PROBLEM DESCRIPTION -
Everything in the listing that follows should be reproduced exactly except the pictures.

BEGIN ENTRIES PROVIDED

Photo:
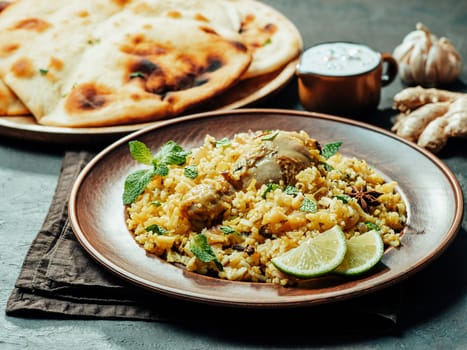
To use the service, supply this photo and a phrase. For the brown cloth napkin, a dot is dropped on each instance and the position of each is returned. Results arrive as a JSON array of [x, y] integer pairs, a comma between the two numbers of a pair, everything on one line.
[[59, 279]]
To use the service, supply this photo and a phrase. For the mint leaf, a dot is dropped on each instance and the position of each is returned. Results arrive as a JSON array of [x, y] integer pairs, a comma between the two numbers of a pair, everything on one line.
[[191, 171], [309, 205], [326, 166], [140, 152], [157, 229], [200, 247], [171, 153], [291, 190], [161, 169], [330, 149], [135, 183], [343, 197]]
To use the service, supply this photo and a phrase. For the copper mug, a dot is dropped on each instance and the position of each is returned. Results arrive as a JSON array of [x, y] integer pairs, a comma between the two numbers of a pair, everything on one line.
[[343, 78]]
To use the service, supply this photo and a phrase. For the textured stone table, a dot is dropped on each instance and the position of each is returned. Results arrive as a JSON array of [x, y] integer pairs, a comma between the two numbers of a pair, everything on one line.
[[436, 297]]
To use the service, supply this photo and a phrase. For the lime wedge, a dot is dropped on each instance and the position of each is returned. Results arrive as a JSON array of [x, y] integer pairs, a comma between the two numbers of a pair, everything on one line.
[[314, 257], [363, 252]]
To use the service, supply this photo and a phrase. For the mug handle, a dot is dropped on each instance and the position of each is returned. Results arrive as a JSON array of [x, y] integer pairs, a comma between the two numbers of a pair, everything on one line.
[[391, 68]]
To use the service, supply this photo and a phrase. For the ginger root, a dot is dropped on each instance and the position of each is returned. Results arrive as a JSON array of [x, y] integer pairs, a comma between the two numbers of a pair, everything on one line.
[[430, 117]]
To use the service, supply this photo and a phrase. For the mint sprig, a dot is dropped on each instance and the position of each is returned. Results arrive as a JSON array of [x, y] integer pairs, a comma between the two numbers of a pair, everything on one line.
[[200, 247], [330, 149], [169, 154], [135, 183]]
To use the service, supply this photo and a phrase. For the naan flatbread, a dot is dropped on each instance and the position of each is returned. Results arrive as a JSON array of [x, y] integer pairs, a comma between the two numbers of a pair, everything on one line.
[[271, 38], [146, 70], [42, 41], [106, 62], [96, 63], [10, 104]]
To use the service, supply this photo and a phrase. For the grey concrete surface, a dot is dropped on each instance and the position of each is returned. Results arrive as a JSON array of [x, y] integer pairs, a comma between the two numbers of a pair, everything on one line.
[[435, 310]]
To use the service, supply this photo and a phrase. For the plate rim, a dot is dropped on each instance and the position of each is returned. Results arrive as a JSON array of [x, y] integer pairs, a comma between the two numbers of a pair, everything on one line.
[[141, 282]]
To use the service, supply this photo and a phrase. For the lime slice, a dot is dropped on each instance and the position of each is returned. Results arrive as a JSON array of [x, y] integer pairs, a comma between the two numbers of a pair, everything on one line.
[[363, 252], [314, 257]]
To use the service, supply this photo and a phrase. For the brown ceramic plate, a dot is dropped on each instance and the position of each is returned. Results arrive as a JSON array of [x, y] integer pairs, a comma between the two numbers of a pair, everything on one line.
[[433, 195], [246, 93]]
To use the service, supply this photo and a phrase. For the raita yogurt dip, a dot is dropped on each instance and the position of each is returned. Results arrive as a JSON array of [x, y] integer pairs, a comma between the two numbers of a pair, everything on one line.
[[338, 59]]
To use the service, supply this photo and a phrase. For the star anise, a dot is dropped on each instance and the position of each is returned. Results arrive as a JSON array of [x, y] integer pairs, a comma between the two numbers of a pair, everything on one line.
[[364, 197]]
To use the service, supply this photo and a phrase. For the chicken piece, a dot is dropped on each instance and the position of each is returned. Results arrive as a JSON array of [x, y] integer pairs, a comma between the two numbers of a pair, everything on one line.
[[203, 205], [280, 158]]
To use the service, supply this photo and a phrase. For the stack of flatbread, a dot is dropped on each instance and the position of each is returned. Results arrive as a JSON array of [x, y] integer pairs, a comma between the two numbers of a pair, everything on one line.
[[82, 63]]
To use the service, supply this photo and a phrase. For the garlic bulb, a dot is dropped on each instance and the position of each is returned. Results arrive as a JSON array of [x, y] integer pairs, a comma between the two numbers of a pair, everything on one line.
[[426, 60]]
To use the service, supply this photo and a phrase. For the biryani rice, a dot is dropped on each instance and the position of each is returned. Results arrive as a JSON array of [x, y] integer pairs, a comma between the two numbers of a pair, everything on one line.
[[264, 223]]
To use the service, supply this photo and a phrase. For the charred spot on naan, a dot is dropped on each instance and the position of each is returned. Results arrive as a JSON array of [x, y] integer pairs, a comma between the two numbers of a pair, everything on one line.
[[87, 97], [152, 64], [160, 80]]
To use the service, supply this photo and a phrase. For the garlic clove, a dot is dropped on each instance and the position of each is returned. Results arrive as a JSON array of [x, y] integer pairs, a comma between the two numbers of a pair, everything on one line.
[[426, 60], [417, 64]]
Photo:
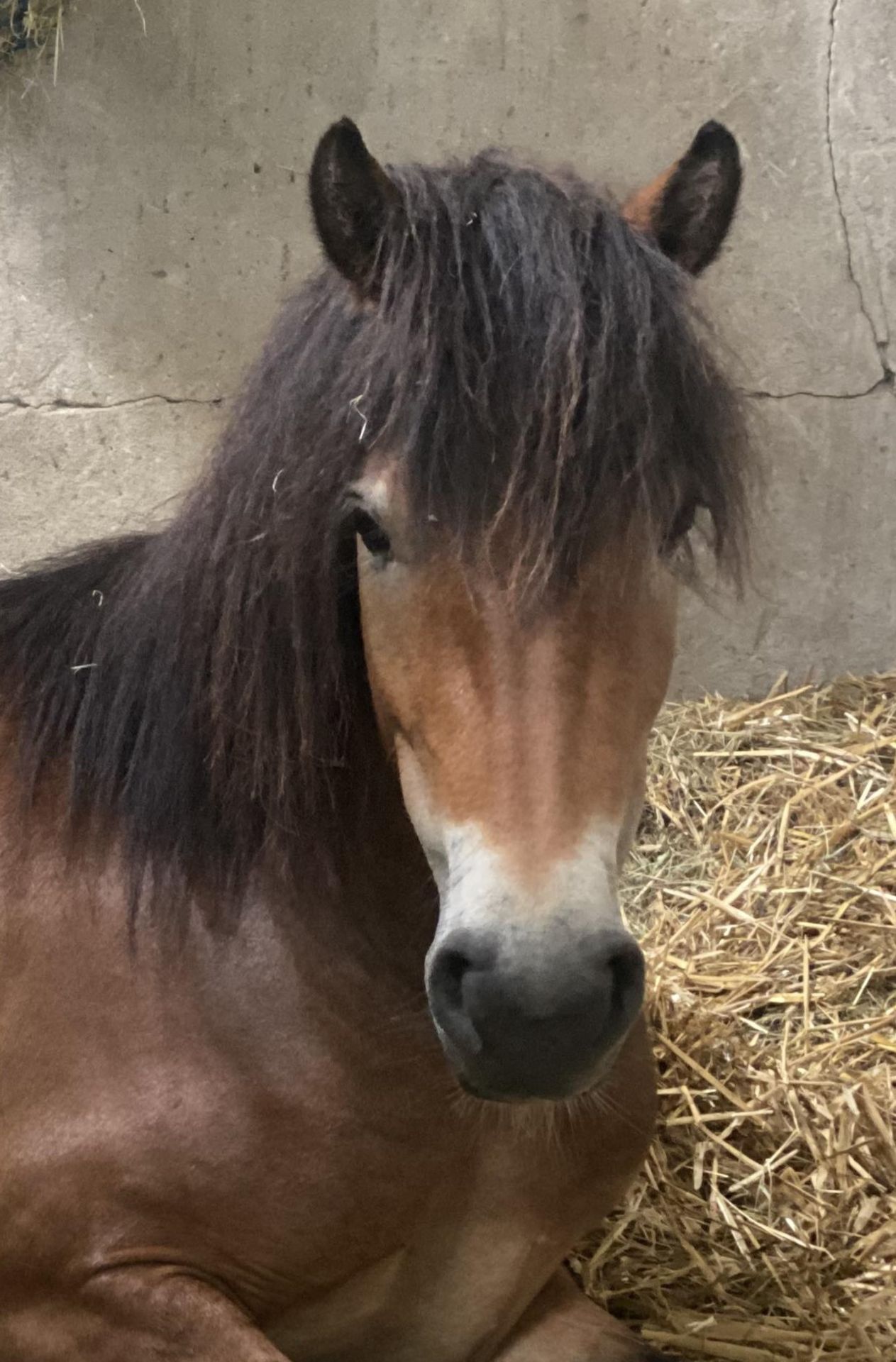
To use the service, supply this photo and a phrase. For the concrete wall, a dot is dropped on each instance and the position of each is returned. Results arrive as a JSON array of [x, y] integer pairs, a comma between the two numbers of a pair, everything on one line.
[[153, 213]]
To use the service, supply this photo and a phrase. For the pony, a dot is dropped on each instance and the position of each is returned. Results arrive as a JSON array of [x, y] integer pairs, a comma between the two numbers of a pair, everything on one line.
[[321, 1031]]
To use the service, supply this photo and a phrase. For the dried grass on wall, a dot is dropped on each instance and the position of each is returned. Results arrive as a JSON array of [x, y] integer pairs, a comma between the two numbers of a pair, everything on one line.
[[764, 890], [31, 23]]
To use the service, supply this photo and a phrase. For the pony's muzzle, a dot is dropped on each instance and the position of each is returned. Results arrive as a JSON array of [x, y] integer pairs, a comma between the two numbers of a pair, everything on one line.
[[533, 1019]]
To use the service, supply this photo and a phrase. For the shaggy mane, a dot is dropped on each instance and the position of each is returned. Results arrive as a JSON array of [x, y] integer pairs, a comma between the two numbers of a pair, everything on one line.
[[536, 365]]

END ENTRIES PROVIDED

OUTPUT FOR THIS EXERCISE -
Photo:
To use the service, supply this photo and a phrase. For the brown cloth napkin, a dot is dropped on each instance and the position of each is returned. Results arrive as a JSON array of [x, y] integer pairs, a comma between the two numbers of a pair, everything on one line.
[[59, 279]]
To use the service, supply this photo and a phrase. For the mint leaf, a dot is dropped on each instance and the position of each is returned. Results arrive as a JSON array of [x, y] integer pairs, a comma between the two numbers of a pair, everything on one line.
[[191, 171], [309, 205], [326, 166], [140, 152], [157, 229], [200, 247], [171, 153], [291, 190], [161, 169], [330, 149], [135, 183], [343, 197]]
To use the service, supply this photo and a phrase. For the copper mug, a dot is dropped on each instance and the position of each is returned. Results arrive as a JSON array of [x, y] integer pairs, a comma between the two numbers of a pair, everything on one line.
[[343, 78]]
To use the service, supply this photo and a phrase. For the textured stone table, a dot is dropped on each instance and the position of each is returned. Results arrive as a JSON array of [x, y] integer pairs, a comma between the two numbers of a pair, everything on one line.
[[436, 297]]
To use the service, supply this photo and a phrase. For the lime wedge, a dot is dropped on each instance and the position of each is returned. Results arrive as a JSON array of [x, y] integer pairs, a comma between the two numbers of a pair, everything on one line.
[[314, 257], [363, 252]]
To use the service, supply this photo and a phrase. For the mug handle, a dot is dropped on each instance and the position of each is returned. Results arrive as a JSON array of [x, y] integer pairs, a comma between the two numbers of a pair, everything on one line.
[[391, 68]]
To use the service, supply this photo and a phrase. For the ginger root, a dot is dropped on each instance and the position of each is returned. Results arrive as a JSON array of [x, y] integer pairs, a comma between the two numbers of a pair, everything on one line.
[[430, 117]]
To use the service, supply this photo and a phrase. For the mint sprig, a dot is dropped on each instance and the position of each is returned. Results arrive as a JSON array of [x, y] integer pairs, a comma between the two numbers of a pair, everything on one line.
[[200, 247], [330, 149], [169, 154], [135, 183]]
To use the service, supply this photo and a phrase. For the naan flatbread, a dot is dropped on each instance and the position of each is returned. Results arrive as a JSON array of [x, y] integer pairs, a comma between the two numbers of a pair, everything on one line.
[[271, 38], [146, 70], [42, 41], [106, 62], [96, 63], [10, 104]]
To use the service, supply this photo and a phrase. For the grey concrete surface, a dot is dropped on each instance and the position of each is returned. Results arrive as a JSON array of [x, y] integer pairs, a comma between the two numbers of a pair, everything on one line.
[[435, 310]]
To use the service, supply this photo and a phrase. For the plate rim, a dot is dropped on each instance and the position of each is returned. Results arrive as a JSON array of [x, y] integer pairs, a comma between the two numbers of a pair, everything on one line.
[[141, 282]]
To use the service, supply this photo and a phrase. For the lime slice, a dot is dropped on each instance and the position of each is returned. Results arrive as a JSON array of [x, y] integer pairs, a comma between the two numbers of a pair, everything on one line.
[[363, 252], [314, 257]]
To use the service, supply this photo and a phrase. For the brown ceramic plate, a dot is dropped on each instance and the position of each is returned. Results arrive as a JSON array of [x, y] integer pairs, a comma between the two numbers of a pair, everything on one line.
[[433, 195], [246, 93]]
To use the service, supply this photo and a phrase. For the raita yogurt dip, a dot is dropped on each instance and the position of each is returned. Results arrive as a JSON array of [x, y] integer pairs, a comma between the two numbers of a pair, everything on one line.
[[338, 59]]
To use the service, supply this photo and a phrase. For the star anise, a dot is dropped on each instance and the position of each is returned. Results arrive as a JSON array of [x, y] integer pairs, a comma between the two numbers of a pair, everything on one line.
[[364, 197]]
To use the service, supply this photo and a phrase. For the chicken piece, a dot is dropped on each instance and the position of each is returned. Results arrive as a JSON array of [x, y] integer pairs, a comma between the two numbers of a pair, everything on one line.
[[203, 205], [280, 158]]
To use the service, supply this photo and a phrase. For the stack of flatbread, a dot is dropped on each instance and the position of each is returned. Results arrive as a JSON array of [x, y] integer pairs, a comma between the two numbers of a pair, everything on one line.
[[82, 63]]
To use the service, supply this photo and a phrase. For the garlic bulb, a dot is dropped on each instance and the position of each is returned. Results arrive as a JSON array of [x, y] integer pairs, a comma between the two numbers of a pair, everything on one line.
[[426, 60]]
To use the service, supply this photo and a phrase. For the biryani rice, a dot is dropped on each instance and the position of each is returned. Results arrive as a JSON array of [x, y] integer pairs, a comma between the two numbers of a pair, everything on one line.
[[264, 223]]
To use the service, supply this photo and a phrase. For the charred spot on naan, a dot is dropped on each instance and the position of each is returned. Results arrive as a JSON array of [x, y] integer pairs, a comma between the two numbers of a pair, everything on one line.
[[87, 97], [152, 64], [160, 80]]
To use the service, supply this photo and a phrase. For the garlic clove, a dot is dropped on each instance and the position of each is returned. Results arrive as a JSON array of [x, y] integer pairs, a comma between the two numbers of a pair, everything on one line.
[[426, 60], [417, 64]]
Photo:
To use the service, supply this photo and a phrase. For the concrete wall, a dot is dropped on each instance and the position of each is returned. Results arrive as a JSON array of [x, y] integer pairs, a comma between the two numbers of a pair, everything on one line.
[[153, 213]]
To use the service, supply this photo and a phrase. For the pony, a dot is dropped on each instance and the position of each is returned. Results arrive as a JSON array of [x, y] integer pairs, a comma between the two numbers of a pair, everything on one line.
[[321, 1031]]
To use the service, supply this photo and a phrase. For the dried grass on wall, a dot is dropped on each instance and the position of each is returned. Results arrive as a JSON array of [x, y] integer pairs, a comma between the two numbers of a pair, everything on one line.
[[764, 890], [31, 23]]
To use the service, supply this photo and a phrase. For the pony's muzzle, a dot is dropped on each instance and the position of each is returned. Results arrive as a JSON array of [x, y] integer pairs, a comma between the two numbers of a pair, everything on one line.
[[533, 1019]]
To use the service, supply this photo and a phrase. For the shaggy mane, a dot is dropped on each instance and the position of each is returned. Results arrive as a JSON array of [x, y] integer pairs, a comma between the two numbers of a pair, everything on one line.
[[536, 365]]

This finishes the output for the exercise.